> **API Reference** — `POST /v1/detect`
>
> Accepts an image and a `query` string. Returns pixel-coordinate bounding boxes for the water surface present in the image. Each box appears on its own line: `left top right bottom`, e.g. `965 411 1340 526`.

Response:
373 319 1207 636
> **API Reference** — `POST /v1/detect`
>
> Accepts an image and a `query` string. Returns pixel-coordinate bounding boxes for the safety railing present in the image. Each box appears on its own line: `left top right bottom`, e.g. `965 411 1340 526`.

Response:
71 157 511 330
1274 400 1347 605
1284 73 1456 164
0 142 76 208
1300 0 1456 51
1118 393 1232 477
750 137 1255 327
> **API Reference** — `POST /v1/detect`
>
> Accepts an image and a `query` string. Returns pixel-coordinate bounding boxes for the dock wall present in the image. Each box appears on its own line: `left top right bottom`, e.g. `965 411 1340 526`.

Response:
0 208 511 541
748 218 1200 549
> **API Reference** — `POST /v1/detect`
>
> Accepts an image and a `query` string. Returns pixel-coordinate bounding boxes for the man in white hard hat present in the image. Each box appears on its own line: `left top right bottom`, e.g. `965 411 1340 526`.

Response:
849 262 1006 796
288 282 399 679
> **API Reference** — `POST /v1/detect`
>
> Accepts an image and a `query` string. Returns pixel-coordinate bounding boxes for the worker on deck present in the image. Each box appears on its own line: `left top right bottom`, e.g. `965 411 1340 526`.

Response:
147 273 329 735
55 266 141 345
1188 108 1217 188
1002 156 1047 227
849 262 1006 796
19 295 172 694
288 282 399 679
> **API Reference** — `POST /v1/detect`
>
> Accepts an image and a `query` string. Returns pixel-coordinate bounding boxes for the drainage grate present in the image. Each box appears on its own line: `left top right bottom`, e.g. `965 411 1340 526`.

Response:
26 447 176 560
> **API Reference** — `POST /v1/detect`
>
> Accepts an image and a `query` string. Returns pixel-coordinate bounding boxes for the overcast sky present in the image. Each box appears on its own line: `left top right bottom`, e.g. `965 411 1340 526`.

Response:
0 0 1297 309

..........

### WHAT THE TASK REQUIRES
Change "safety railing" to "guard rail" in the lines starting at the first one and ending at the line that contains "750 137 1255 327", and give back only those lines with nothing else altered.

### EXERCISE SOLUTION
> **API Reference** — `POST /v1/detect`
>
> Accepts an image and a `query` string. Returns pixel-coordinate bounding boxes for the water surface present in the image. Each box appears on its own line: `left top right bottom`, e.g. `965 411 1340 526`.

Response:
373 319 1207 636
> **API Reference** — `POST /v1/detect`
>
> Accepts an image and a `query` string. Returns pixel-coordinate bounding boxes for the guard rail present in the image. Each box appears on its own line: `left top right bottom`, e.g. `965 411 1340 526`.

Response:
71 157 511 330
1274 400 1347 605
1284 73 1456 164
0 142 76 208
1300 0 1456 51
1118 393 1232 477
750 137 1255 327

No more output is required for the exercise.